Copy the records below, changing each occurrence of "single dot" to "single point" and keeping every other character as it is.

Rows taken from a pointing dataset
::::
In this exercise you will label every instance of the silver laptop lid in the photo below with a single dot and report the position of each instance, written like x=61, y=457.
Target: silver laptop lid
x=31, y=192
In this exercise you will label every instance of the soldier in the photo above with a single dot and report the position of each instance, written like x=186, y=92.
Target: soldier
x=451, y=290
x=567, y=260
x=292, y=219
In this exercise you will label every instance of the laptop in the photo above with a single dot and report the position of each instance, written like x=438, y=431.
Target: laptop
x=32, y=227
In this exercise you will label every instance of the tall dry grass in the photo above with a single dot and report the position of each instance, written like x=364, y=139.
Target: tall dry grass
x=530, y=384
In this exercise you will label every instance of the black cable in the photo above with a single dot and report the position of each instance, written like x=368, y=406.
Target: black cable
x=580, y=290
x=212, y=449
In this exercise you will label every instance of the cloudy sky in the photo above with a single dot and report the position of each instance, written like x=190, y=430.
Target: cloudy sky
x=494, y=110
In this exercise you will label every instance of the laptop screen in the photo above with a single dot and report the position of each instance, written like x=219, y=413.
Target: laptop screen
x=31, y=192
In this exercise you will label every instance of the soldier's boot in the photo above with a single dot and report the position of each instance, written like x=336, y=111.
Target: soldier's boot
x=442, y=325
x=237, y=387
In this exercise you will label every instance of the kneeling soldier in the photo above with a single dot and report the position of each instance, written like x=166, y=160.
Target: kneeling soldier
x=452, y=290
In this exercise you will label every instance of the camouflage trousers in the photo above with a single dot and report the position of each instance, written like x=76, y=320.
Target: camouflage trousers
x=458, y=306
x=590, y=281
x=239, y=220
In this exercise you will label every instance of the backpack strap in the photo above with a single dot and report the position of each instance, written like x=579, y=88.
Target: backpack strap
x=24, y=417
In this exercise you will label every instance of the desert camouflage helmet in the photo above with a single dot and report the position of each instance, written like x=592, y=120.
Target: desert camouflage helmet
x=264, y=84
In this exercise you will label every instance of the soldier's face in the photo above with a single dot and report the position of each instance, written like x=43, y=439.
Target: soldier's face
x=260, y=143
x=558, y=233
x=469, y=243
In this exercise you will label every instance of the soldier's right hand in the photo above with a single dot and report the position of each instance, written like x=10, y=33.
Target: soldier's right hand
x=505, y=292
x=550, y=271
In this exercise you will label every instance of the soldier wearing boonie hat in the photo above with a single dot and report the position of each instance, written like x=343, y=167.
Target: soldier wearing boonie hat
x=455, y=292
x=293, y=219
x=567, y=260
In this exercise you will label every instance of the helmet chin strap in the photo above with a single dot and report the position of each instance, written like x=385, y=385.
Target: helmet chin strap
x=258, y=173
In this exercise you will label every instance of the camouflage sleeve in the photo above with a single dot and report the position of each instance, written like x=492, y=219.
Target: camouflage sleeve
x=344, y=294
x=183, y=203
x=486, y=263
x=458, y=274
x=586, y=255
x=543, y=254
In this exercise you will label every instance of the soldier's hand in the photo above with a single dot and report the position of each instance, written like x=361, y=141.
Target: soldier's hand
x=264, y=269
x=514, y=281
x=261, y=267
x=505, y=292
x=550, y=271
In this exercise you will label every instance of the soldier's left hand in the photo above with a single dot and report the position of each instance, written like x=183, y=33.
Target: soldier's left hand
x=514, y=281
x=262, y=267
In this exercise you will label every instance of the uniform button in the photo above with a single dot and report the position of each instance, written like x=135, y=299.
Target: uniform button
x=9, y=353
::::
Final answer:
In this exercise you will label every instance of the silver laptop lid in the photo below with a single point and report the position of each instance, written like x=61, y=457.
Target: silver laptop lid
x=31, y=192
In this exercise you will label every instance of the soldier in the photo above with a single point and report the position of each instance, written like x=186, y=92.
Target: soldier
x=451, y=290
x=567, y=260
x=292, y=219
In this exercise you will label every instance of the laptop in the photo above with a single point and report the position of each instance, written like x=438, y=431.
Target: laptop
x=32, y=227
In this exercise you will label every instance of the tall dry grass in the photo above with a single point and report the position of each instance, written like x=364, y=139.
Target: tall dry grass
x=530, y=384
In this exercise you will label every instance of the black cable in the photo above with a single point and report the position of each instance, written like x=368, y=406.
Target: black cable
x=580, y=290
x=212, y=449
In this exercise you will label every instance of the cloudy sky in the photo above with a single point and report the position of each instance, written like x=190, y=430.
Target: cloudy sky
x=494, y=110
In this exercise you will label every instance of the laptop screen in the photo above with a single point and report the position of each instance, written like x=219, y=413.
Target: laptop screen
x=31, y=192
In this exercise you will label every instance of the soldier's boot in the photo above with a single point and report the position of each instance, written like x=336, y=111.
Target: soldier's boot
x=442, y=325
x=237, y=387
In this exercise you will label every instance of the kneeling soldier in the photo above with a single point and report the position of each instance, written like x=166, y=160.
Target: kneeling soldier
x=452, y=290
In this exercise you will label every instance of the camouflage trousers in the photo above with a single point and report the position of each instance, written like x=76, y=320.
Target: camouflage trousers
x=458, y=306
x=590, y=281
x=239, y=220
In this exercise you will label every instance of the backpack strap in the photo above with a single point and report the position of each instance, written like x=579, y=88.
Target: backpack strap
x=24, y=417
In this exercise you will label every instance of the desert camouflage helmet in the photo above with a single point and report the position of each instance, written like x=592, y=120.
Target: desert camouflage helmet
x=264, y=84
In this exercise you will label every instance of the soldier's face in the photo above with a single point and report the position of each instance, written like x=43, y=439.
Target: soldier's face
x=260, y=143
x=558, y=233
x=469, y=243
In this exercise you will label every instance of the soldier's right hand in the photo above with a single point and report the position of each instance, written like x=10, y=33.
Target: soldier's right hand
x=505, y=292
x=550, y=271
In this exercise you will label every instance of the soldier wearing boonie hat in the photo above with a single point and report the position of each instance, written like x=343, y=167.
Target: soldier wearing boonie hat
x=455, y=292
x=293, y=219
x=567, y=260
In this exercise you will label every instance of the helmet chin strap in the photo above with a single point and report the position of each instance, written like x=385, y=385.
Target: helmet chin strap
x=258, y=173
In this exercise you will label every instance of the camouflage sleeve in the photo above with a single point and report the position of each instance, written like x=492, y=219.
Target: camouflage sleeve
x=344, y=294
x=183, y=203
x=486, y=263
x=458, y=274
x=586, y=255
x=543, y=254
In this exercise you will label every instance of the soldier's hand in the photo above with a single point and report the position of each instance, written like x=361, y=141.
Target: soldier's hand
x=264, y=269
x=514, y=281
x=261, y=267
x=505, y=292
x=550, y=271
In this exercise you will label every instance of the soldier's left hand in the photo above with a single point and report the position of each instance, written like x=183, y=33.
Target: soldier's left hand
x=514, y=281
x=262, y=267
In this exercise you will label every instance of the uniform button in the photo above with a single point and report the position of each instance, written like x=135, y=299.
Target: uniform button
x=9, y=353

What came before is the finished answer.